> INSTRUCTIONS FOR THE TASK
What follows is a set of entries. Give them again exactly, without the pictures.

> MATERIAL TO PROCESS
= = = =

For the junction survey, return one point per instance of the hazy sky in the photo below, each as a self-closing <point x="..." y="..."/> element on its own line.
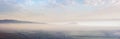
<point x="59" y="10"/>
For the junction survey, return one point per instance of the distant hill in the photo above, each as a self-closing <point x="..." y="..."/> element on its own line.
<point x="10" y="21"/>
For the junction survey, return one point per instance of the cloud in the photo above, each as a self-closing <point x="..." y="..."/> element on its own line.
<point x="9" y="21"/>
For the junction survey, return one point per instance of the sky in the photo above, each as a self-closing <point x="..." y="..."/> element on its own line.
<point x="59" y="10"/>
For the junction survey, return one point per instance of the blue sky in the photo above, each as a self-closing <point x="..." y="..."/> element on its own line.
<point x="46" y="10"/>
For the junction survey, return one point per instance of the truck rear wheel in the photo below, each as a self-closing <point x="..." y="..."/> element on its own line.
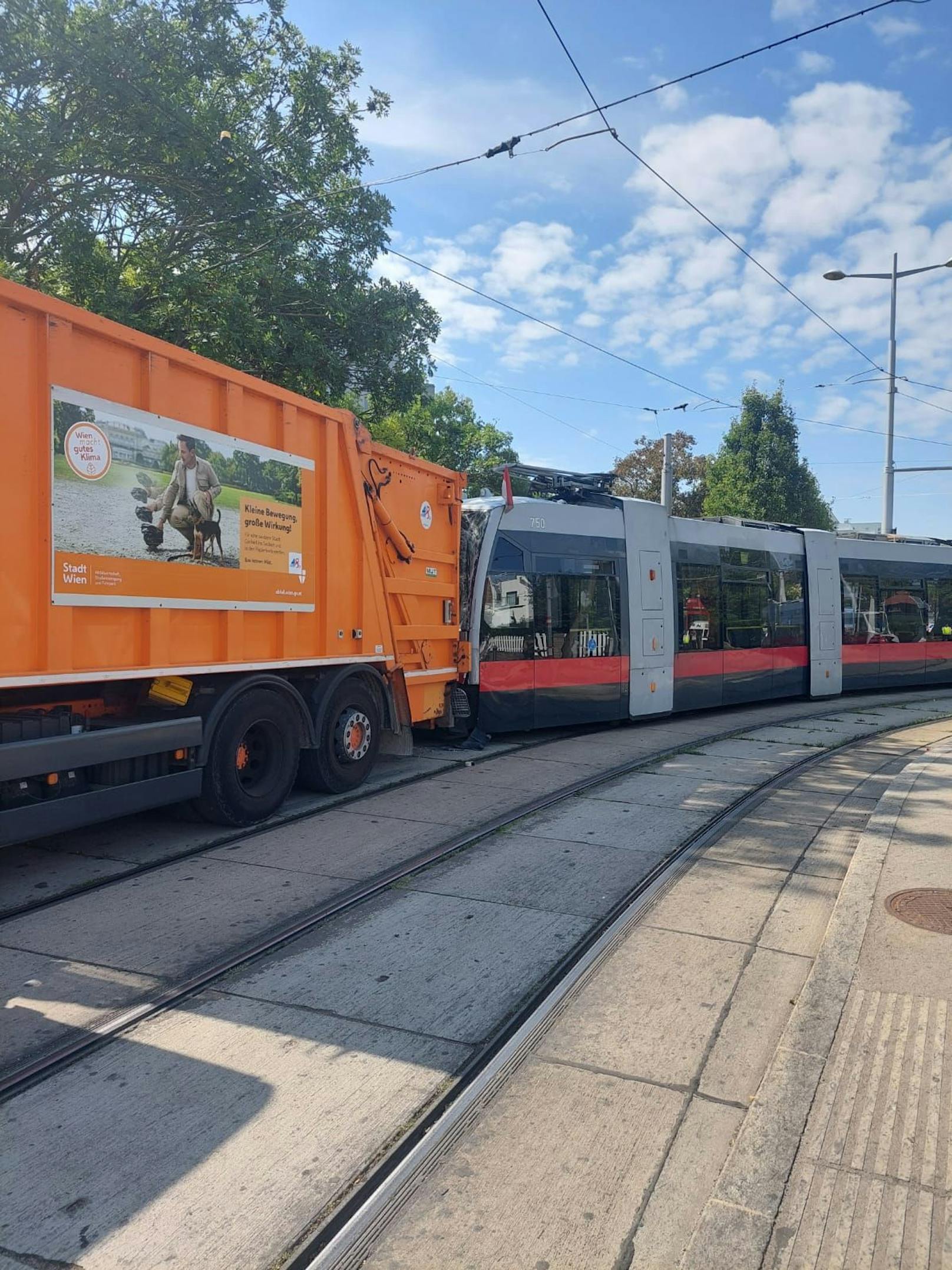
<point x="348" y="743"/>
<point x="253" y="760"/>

= = = =

> THE REPLY
For the junction survey, return one point per instance of the hazy sky in the photo below, each as a self-closing <point x="..." y="..."/> element on its own line.
<point x="59" y="10"/>
For the junction survey, return one point per instance of the distant hill in the photo above, each as a self-closing <point x="..." y="..."/> element on its own line.
<point x="10" y="21"/>
For the junction survey, return one point per instance of the cloud in the photo above, each as a self-closing <point x="..." y="..."/> element on its own line.
<point x="9" y="21"/>
For the junction survey, return one point per instance of the sky in the photo above, each as a self-closing <point x="..." y="..."/> element on its own line.
<point x="59" y="10"/>
For the junction survey, return one point per instance of the blue sky in the photo above, each as a self-closing <point x="..." y="..."/> element on its own line.
<point x="46" y="10"/>
For the junction survey, return one point per instance of the truck rear wheel in the photo below, each as a self-closing <point x="..." y="..."/> element on its own line.
<point x="348" y="743"/>
<point x="253" y="760"/>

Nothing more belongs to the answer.